■ **Directives**
A. In the parliamentary debate excerpt, what is the maximum term of imprisonment among the listed penalties?
B. Resume the parliamentary debate excerpt after its final sentence.
-- START OF Text provided --
Criminal offence and civil penalties will apply in relation to non-compliance with—or knowledge of, and intentional circumvention of—the new requirements that we are discussing. The penalties are the same as those that the enforcement authorities and courts have in respect of non-compliance under the money laundering regulations 2007—fines, imprisonment for a maximum of two years and so on. The Americans clearly take breaches very seriously, as is shown by the scale of the fines they have imposed, so my question to the Minister is: can he reassure the House that the UK will take a similarly robust approach, with penalties on a scale that reflects the seriousness of the offence, both to prevent breaches of the rules and to punish appropriately those who breach them?

My third question for the Minister relates to the explanatory memorandum, which makes it clear that a licence for exemptions from this order can be granted by the Minister on a case-by-case basis. The impact assessment states that

“it is unlikely we will license significant further exemptions for businesses as this would risk undermining the purpose of the measure”.

That is self-explanatory. We recognise that exemptions are not likely to take place on a significant scale, but will the Minister set out in what circumstances exemptions might be made to those restrictions?
-- END OF Text provided --
-- START OF Source material --
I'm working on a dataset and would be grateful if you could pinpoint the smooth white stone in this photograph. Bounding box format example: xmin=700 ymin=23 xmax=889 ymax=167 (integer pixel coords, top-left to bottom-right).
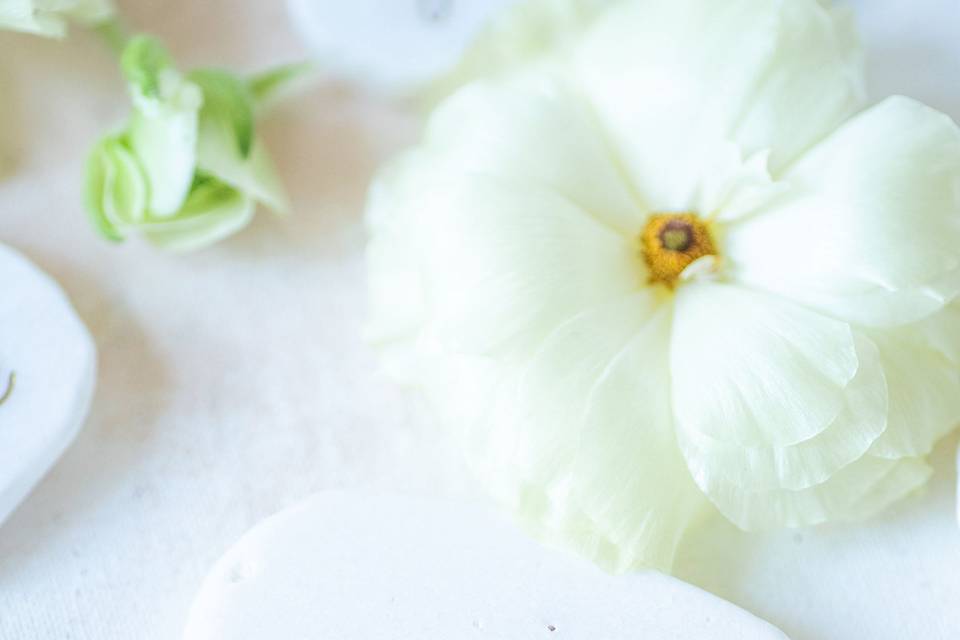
xmin=0 ymin=245 xmax=96 ymax=523
xmin=185 ymin=492 xmax=786 ymax=640
xmin=288 ymin=0 xmax=516 ymax=94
-- END OF Source material --
■ **Responses in order**
A. Two years.

B.
My fourth question relates to the fact that the order has a time limit of a year and, under paragraph 38 of schedule 7 to the Counter-Terrorism Act 2008, the Treasury will be obliged to report every year on the exercise of its functions under that schedule. The Minister has said, as does the explanatory memorandum, that the order will be kept under review, but given the fast-moving developments and narrow time scales involved in the situation with Iran, will he commit to reporting to this House before the annual deadline if circumstances change—for instance, if negotiations on the nuclear programme were to improve or worsen? We hope that the latter would not be the case.

Lastly, will the Minister make it clear to the House, and leave no doubt about the message we are sending today to the people of Iran and to the international community more widely, that despite attacks on our channels of diplomacy with assaults on our embassy, we will not be deterred from actively and creatively pursuing all diplomatic options at our disposal to ensure that Iran upholds its responsibilities and obligations under international law? There is a widespread hope that diplomacy must prevail. We, and other nations around the globe, cannot afford to be complacent. The Opposition welcome this measure from the Treasury and hope that, with the Foreign Office, it will, as my right hon. Friend the Member for Blackburn (Mr Straw)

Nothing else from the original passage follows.